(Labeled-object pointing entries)
----------

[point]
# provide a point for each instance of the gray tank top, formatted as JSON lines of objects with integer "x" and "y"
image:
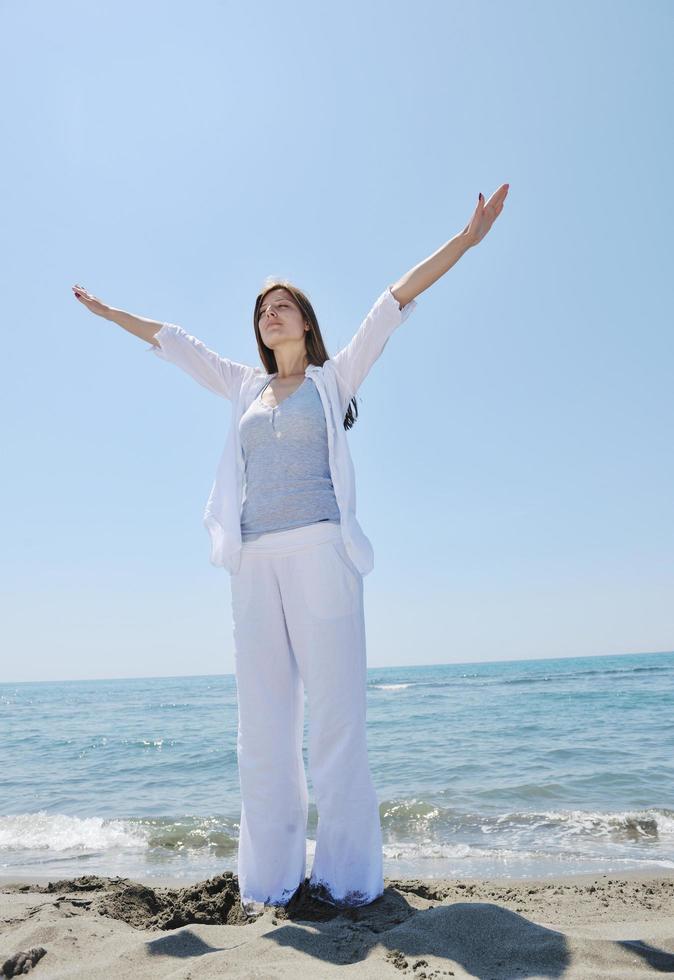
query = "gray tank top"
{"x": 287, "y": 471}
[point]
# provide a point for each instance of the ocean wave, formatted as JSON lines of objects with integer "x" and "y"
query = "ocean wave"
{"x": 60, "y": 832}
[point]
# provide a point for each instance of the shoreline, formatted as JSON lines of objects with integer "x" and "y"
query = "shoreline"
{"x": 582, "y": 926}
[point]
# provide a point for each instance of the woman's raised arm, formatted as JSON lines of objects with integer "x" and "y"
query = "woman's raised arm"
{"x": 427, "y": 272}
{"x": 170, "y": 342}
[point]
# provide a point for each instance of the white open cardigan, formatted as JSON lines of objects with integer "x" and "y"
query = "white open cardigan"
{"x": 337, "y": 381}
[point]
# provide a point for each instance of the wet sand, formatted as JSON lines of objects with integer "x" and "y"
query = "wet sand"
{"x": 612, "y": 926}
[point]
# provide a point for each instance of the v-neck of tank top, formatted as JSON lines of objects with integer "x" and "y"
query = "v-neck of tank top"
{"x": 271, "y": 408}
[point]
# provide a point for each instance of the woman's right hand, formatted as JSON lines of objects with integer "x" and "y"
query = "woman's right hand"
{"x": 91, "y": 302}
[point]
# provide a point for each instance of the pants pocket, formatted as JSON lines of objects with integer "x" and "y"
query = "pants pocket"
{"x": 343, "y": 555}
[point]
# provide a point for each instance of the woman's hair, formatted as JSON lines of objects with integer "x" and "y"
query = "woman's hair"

----------

- Task to complete -
All records must be output exactly as they are, except for the pictures, which are left out.

- Response below -
[point]
# provide a point for each instance of the gray tank top, formatted as JSON lines of objects with integer "x" and "y"
image:
query = "gray tank top"
{"x": 287, "y": 471}
[point]
# provide a point for each instance of the ocean wave, formatted as JSON lines of objects with integer "x" and "y"
query = "ocean wave"
{"x": 60, "y": 832}
[point]
# provide a point for each instance of the shoreline, formatted as JSON lines of objects with integer "x" and "y"
query = "shoreline"
{"x": 582, "y": 926}
[point]
# provide a point for each instance of the woman's raised arm, formatted as JSON lines of objects with integer "x" and "y"
query = "woman's raised arm"
{"x": 427, "y": 272}
{"x": 170, "y": 342}
[point]
# provide a point for each instance of the white open cardigan, formatted as JSON lines of objects with integer "x" and "y"
query = "white open cardigan"
{"x": 337, "y": 381}
[point]
# provide a point for each instance of the wet sand, formatted as JSON lines of objects with integer "x" and "y"
query = "wet sand"
{"x": 612, "y": 926}
[point]
# provide a point for each instance of the v-neck of tank top, formatted as JSON lines of objects with integer "x" and "y"
query = "v-neck of tank top"
{"x": 271, "y": 408}
[point]
# provide a point for each instance of the woman's right hand, formatted as JSON lines of objects with integer "x" and "y"
query = "woman's right hand"
{"x": 91, "y": 302}
[point]
# provide a point for each instance of the pants pocket, formatted as JSON lines of objects with integer "x" and "y"
query = "pants pocket"
{"x": 343, "y": 555}
[point]
# provide a point for each instance of the woman's hair, formatted as JSON lines of objects with integer "x" and "y"
query = "woman's hair"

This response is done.